◆ PAGE EXCERPT ◆
Navigating the Study of Sports in the Academic World

wahl-grant-with-fan-scarfGrant Wahl writes for Sports Illustrated and is the author of The Beckham Experiment, the first soccer book ever to become a New York Times bestseller.


In the spring of 1995, during my junior year at Princeton, I met with the head of the politics department to pitch an idea for my senior thesis. I wanted to spend three months in Buenos Aires studying the political culture of soccer clubs. It seemed like a worthwhile topic. In a still-young democracy like Argentina, the nation’s soccer clubs had been a thriving part of civil society for decades. With memberships ranging from the hundreds to the hundreds of thousands, the clubs often had multiple political parties (agrupaciones) and election campaigns that received more attention in the media than governmental elections. What’s more, the function of soccer clubs in civil society had barely been explored by academics at the time. In Making Democracy Work, a classic study of Italy’s political culture, the Harvard professor Robert Putnam had mentioned the nation’s hundreds of soccer clubs before dismissing them in a single sentence, never to return to the topic again.

It was though the academics I encountered viewed anything sports-related as somehow not worth their attention. And, sure enough, the meeting with my university professor—a somewhat fossilized character named Paul Sigmund, the department’s main Latin American expert—did not go well. He called my thesis project “a silly idea,” dismissing it in a single sentence.

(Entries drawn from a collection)

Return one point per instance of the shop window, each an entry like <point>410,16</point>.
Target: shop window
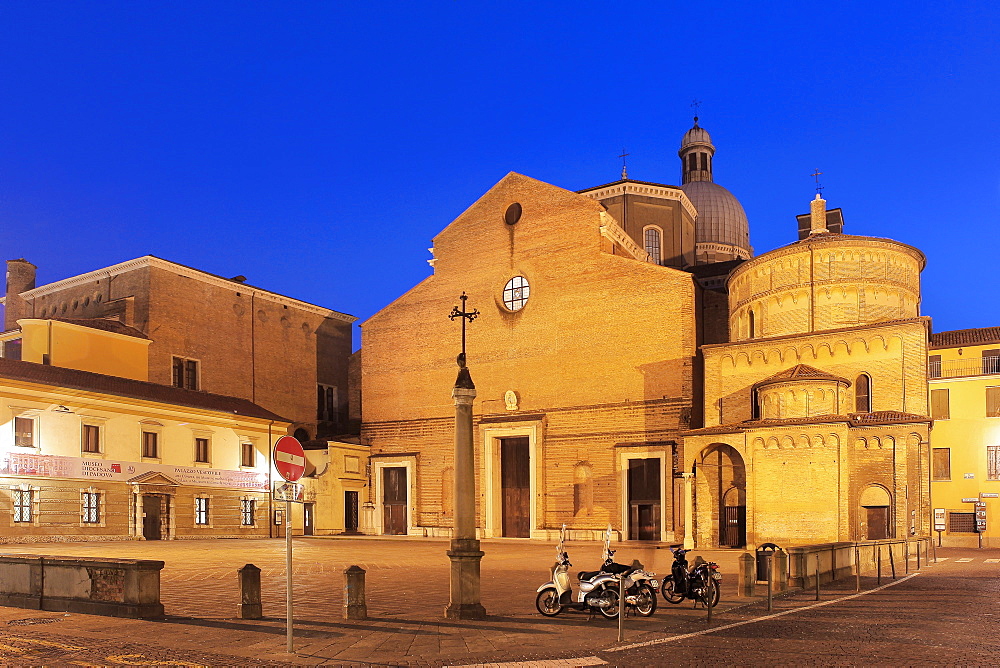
<point>941,464</point>
<point>940,409</point>
<point>91,507</point>
<point>961,522</point>
<point>201,450</point>
<point>23,505</point>
<point>248,455</point>
<point>24,431</point>
<point>91,438</point>
<point>201,511</point>
<point>247,511</point>
<point>993,462</point>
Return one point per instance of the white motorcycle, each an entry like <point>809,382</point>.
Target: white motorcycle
<point>597,590</point>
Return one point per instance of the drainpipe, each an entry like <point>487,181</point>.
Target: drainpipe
<point>270,496</point>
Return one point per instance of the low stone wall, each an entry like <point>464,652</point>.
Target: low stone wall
<point>113,587</point>
<point>837,560</point>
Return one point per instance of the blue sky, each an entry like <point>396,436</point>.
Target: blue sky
<point>317,148</point>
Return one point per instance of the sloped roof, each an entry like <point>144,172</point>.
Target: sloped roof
<point>965,337</point>
<point>801,372</point>
<point>852,420</point>
<point>105,324</point>
<point>59,377</point>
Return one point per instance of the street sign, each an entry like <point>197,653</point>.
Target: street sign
<point>939,519</point>
<point>288,491</point>
<point>289,458</point>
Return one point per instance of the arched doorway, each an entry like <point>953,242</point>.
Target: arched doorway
<point>875,515</point>
<point>724,475</point>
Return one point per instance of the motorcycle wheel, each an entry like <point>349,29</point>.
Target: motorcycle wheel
<point>710,594</point>
<point>667,590</point>
<point>547,602</point>
<point>645,601</point>
<point>612,607</point>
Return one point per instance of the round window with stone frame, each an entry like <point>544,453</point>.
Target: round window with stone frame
<point>515,293</point>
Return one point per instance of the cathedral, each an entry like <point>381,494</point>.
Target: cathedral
<point>636,365</point>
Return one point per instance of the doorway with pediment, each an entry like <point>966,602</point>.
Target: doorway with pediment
<point>153,495</point>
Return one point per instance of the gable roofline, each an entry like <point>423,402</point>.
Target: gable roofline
<point>88,381</point>
<point>151,261</point>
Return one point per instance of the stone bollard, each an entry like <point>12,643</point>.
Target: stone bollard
<point>354,593</point>
<point>748,574</point>
<point>249,605</point>
<point>780,570</point>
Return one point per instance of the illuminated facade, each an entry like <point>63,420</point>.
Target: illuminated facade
<point>964,370</point>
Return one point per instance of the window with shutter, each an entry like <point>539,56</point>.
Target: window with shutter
<point>993,402</point>
<point>934,366</point>
<point>941,464</point>
<point>939,405</point>
<point>993,462</point>
<point>991,361</point>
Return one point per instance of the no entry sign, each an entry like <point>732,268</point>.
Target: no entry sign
<point>289,458</point>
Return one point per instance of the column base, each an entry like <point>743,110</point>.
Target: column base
<point>464,602</point>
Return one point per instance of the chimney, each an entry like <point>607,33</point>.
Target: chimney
<point>20,278</point>
<point>817,216</point>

◆ TO-DO LIST ◆
1 - Say whether each statement agrees with the passage on soccer and academia, answering yes or no and quoting the deciding words: (a) The writer pitched the thesis idea in the spring of 1995. (b) The writer planned to spend six months in Buenos Aires. (c) Paul Sigmund was the department's main expert on Europe.
2 - In the passage on soccer and academia, what did Paul Sigmund call the writer's thesis project?
The entries are separate material and have no connection to the passage on soccer and academia.

◆ ANSWERS TO THE EXERCISE ◆
1 -
(a) Yes: "In the spring of 1995, during my junior year at Princeton, I met with the head of the politics department to pitch an idea for my senior thesis."
(b) No: "I wanted to spend three months in Buenos Aires studying the political culture of soccer clubs."
(c) No: "the department’s main Latin American expert"

2 - He called it "a silly idea."